======== DATA SHOWN
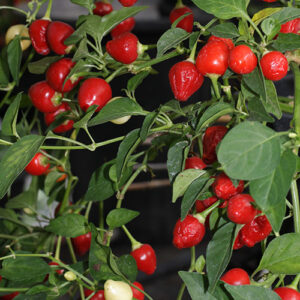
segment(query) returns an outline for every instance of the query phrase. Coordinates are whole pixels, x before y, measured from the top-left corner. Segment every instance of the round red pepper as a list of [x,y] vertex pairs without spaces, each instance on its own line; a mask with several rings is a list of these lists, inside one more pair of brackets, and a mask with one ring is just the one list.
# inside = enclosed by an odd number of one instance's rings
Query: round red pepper
[[227,45],[229,50],[234,48],[234,43],[233,43],[232,39],[211,35],[208,39],[208,42],[213,42],[213,41],[222,41],[222,42],[224,42]]
[[[71,108],[67,103],[64,102],[58,107],[58,109],[55,112],[46,113],[44,117],[47,126],[50,126],[50,124],[52,124],[55,121],[55,119],[59,117],[61,113],[64,113],[66,111],[71,111]],[[74,124],[73,120],[66,120],[61,125],[55,127],[53,129],[53,132],[62,133],[62,132],[69,131],[73,128],[73,124]]]
[[281,52],[271,51],[262,57],[260,66],[267,79],[278,81],[287,74],[289,63]]
[[99,111],[111,99],[112,90],[110,85],[102,78],[86,79],[78,92],[79,106],[83,111],[92,105],[98,105]]
[[119,0],[119,2],[125,7],[134,5],[136,1],[137,0]]
[[240,268],[234,268],[227,271],[221,279],[230,285],[247,285],[250,284],[248,273]]
[[225,173],[220,173],[212,184],[212,189],[218,198],[228,200],[244,190],[244,181],[240,180],[238,186],[235,187],[231,179]]
[[135,19],[134,17],[130,17],[122,21],[118,24],[115,28],[113,28],[110,32],[112,38],[116,38],[123,33],[130,32],[135,26]]
[[290,20],[281,25],[281,33],[295,33],[299,34],[300,31],[300,18]]
[[223,41],[208,42],[198,53],[196,67],[203,76],[224,75],[228,68],[229,49]]
[[156,269],[156,254],[149,244],[139,245],[133,248],[131,256],[135,259],[138,270],[151,275]]
[[272,3],[272,2],[276,2],[277,0],[262,0],[262,1]]
[[97,1],[95,2],[96,7],[93,9],[93,13],[98,16],[105,16],[110,14],[114,9],[110,3]]
[[66,46],[64,41],[74,32],[72,26],[67,23],[51,22],[47,28],[47,41],[53,52],[58,55],[69,53],[72,46]]
[[300,293],[293,288],[283,286],[276,288],[274,292],[281,300],[300,300]]
[[106,51],[116,61],[131,64],[138,58],[138,38],[131,32],[125,32],[106,43]]
[[175,7],[172,9],[170,13],[170,22],[173,24],[178,18],[189,13],[188,16],[184,17],[179,23],[176,25],[177,28],[184,29],[187,32],[193,31],[194,26],[194,15],[193,11],[187,6]]
[[19,292],[13,292],[13,293],[10,293],[7,295],[3,295],[3,296],[0,296],[0,300],[12,300],[15,297],[17,297],[19,294],[20,294]]
[[70,58],[62,58],[52,63],[46,72],[46,80],[48,84],[57,92],[70,92],[78,84],[79,79],[71,76],[65,84],[64,82],[74,66],[75,62],[73,62]]
[[[137,286],[140,290],[144,291],[144,287],[137,281],[133,282],[133,285]],[[139,290],[137,290],[136,288],[134,288],[133,286],[130,286],[132,293],[133,293],[133,298],[137,299],[137,300],[144,300],[145,299],[145,295],[140,292]]]
[[184,169],[198,169],[198,170],[203,170],[205,169],[207,166],[204,163],[204,161],[198,157],[198,156],[192,156],[192,157],[188,157],[185,160],[185,167]]
[[35,108],[44,113],[56,111],[62,99],[62,94],[56,92],[46,81],[33,84],[28,96]]
[[32,46],[40,55],[47,55],[50,53],[50,47],[46,37],[49,24],[49,20],[39,19],[33,21],[29,26],[29,36]]
[[227,131],[225,126],[211,126],[205,130],[202,159],[206,164],[212,164],[217,160],[216,147]]
[[204,78],[190,61],[176,63],[169,71],[169,82],[174,97],[188,100],[203,84]]
[[92,234],[90,232],[72,238],[72,244],[75,252],[82,256],[90,250]]
[[25,171],[33,176],[40,176],[44,175],[49,167],[48,158],[43,153],[38,152],[26,166]]
[[237,194],[228,200],[228,219],[236,224],[247,224],[257,214],[257,210],[251,204],[254,199],[249,194]]
[[199,244],[205,235],[205,226],[192,215],[183,221],[178,219],[173,230],[173,245],[178,249],[191,248]]
[[[84,296],[87,298],[89,295],[93,294],[93,291],[84,289]],[[90,298],[90,300],[105,300],[104,290],[97,291],[95,295]]]
[[257,57],[250,47],[238,45],[229,53],[229,68],[237,74],[251,73],[257,66]]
================
TASK PROMPT: What is needed is an exact repeat of the records, with every picture left out.

OUTPUT BELOW:
segment(query) returns an outline for every instance of the query phrase. Coordinates are whole pixels, x before y, measured from the top-left corner. Segment every instance of the round red pepper as a list of [x,y] vertex pairs without spaces, each instance on its own line; a mask with several rings is a list of these lists, inside one more pair of brackets, and a mask with one ring is just the one list.
# inside = enclosed by an odd number of one instance's rings
Query: round red pepper
[[227,45],[229,50],[234,48],[234,43],[233,43],[232,39],[211,35],[208,39],[208,42],[213,42],[213,41],[222,41],[222,42],[224,42]]
[[[71,108],[67,103],[64,102],[58,107],[58,109],[55,112],[46,113],[44,117],[47,126],[50,126],[50,124],[52,124],[55,121],[55,119],[59,117],[61,113],[64,113],[66,111],[71,111]],[[74,124],[73,120],[66,120],[61,125],[55,127],[53,129],[53,132],[62,133],[62,132],[69,131],[73,128],[73,124]]]
[[281,52],[271,51],[262,57],[260,66],[267,79],[278,81],[287,74],[289,63]]
[[99,111],[111,99],[112,90],[110,85],[102,78],[86,79],[78,92],[79,106],[83,111],[92,105],[98,105]]
[[119,0],[119,2],[125,7],[134,5],[136,1],[137,0]]
[[240,268],[234,268],[227,271],[221,279],[230,285],[247,285],[250,284],[248,273]]
[[225,173],[220,173],[212,184],[212,189],[218,198],[228,200],[244,190],[244,181],[240,180],[238,186],[235,187],[231,179]]
[[135,19],[134,17],[130,17],[122,21],[118,24],[115,28],[113,28],[110,32],[112,38],[116,38],[123,33],[130,32],[135,26]]
[[290,20],[281,25],[281,33],[295,33],[299,34],[300,31],[300,18]]
[[223,41],[208,42],[198,53],[196,67],[203,76],[224,75],[228,68],[229,49]]
[[156,269],[156,254],[149,244],[139,245],[133,248],[131,256],[135,259],[138,270],[151,275]]
[[272,3],[272,2],[276,2],[277,0],[262,0],[262,1]]
[[97,1],[95,2],[96,7],[93,9],[93,13],[98,16],[105,16],[110,14],[114,9],[110,3]]
[[66,46],[64,41],[74,32],[72,26],[67,23],[51,22],[47,28],[47,41],[53,52],[58,55],[69,53],[72,46]]
[[300,293],[293,288],[283,286],[276,288],[274,292],[281,300],[300,300]]
[[106,51],[116,61],[131,64],[138,58],[138,38],[131,32],[125,32],[106,43]]
[[175,7],[172,9],[170,13],[170,22],[173,24],[178,18],[189,13],[188,16],[184,17],[179,23],[176,25],[177,28],[184,29],[187,32],[193,31],[194,26],[194,15],[193,11],[187,6]]
[[19,292],[13,292],[13,293],[10,293],[7,295],[3,295],[3,296],[0,296],[0,300],[12,300],[15,297],[17,297],[19,294],[20,294]]
[[70,58],[62,58],[52,63],[46,72],[46,80],[48,84],[57,92],[70,92],[78,84],[79,79],[71,76],[65,84],[64,82],[74,66],[75,62],[73,62]]
[[[137,286],[140,290],[144,291],[144,287],[137,281],[133,282],[133,285]],[[139,290],[137,290],[136,288],[134,288],[133,286],[130,286],[132,293],[133,293],[133,298],[137,299],[137,300],[144,300],[145,299],[145,295],[140,292]]]
[[184,169],[198,169],[198,170],[203,170],[205,169],[207,166],[204,163],[204,161],[198,157],[198,156],[192,156],[192,157],[188,157],[185,160],[185,167]]
[[35,108],[44,113],[56,111],[62,99],[62,94],[56,92],[46,81],[33,84],[28,96]]
[[32,46],[40,55],[47,55],[50,53],[50,47],[46,37],[49,24],[49,20],[39,19],[33,21],[29,26],[29,36]]
[[227,131],[225,126],[211,126],[205,130],[202,159],[206,164],[212,164],[217,160],[216,147]]
[[204,78],[190,61],[176,63],[169,71],[169,82],[174,97],[188,100],[203,84]]
[[92,234],[90,232],[72,238],[72,244],[75,252],[82,256],[90,250]]
[[25,171],[33,176],[40,176],[44,175],[49,167],[48,158],[43,153],[38,152],[26,166]]
[[237,194],[228,200],[228,219],[236,224],[247,224],[257,214],[257,210],[251,204],[254,199],[249,194]]
[[199,244],[205,235],[205,226],[192,215],[183,221],[178,219],[173,230],[173,245],[178,249],[191,248]]
[[[84,296],[87,298],[89,295],[93,294],[93,291],[84,289]],[[90,298],[90,300],[105,300],[104,290],[97,291],[95,295]]]
[[257,57],[250,47],[238,45],[229,53],[229,68],[237,74],[251,73],[257,66]]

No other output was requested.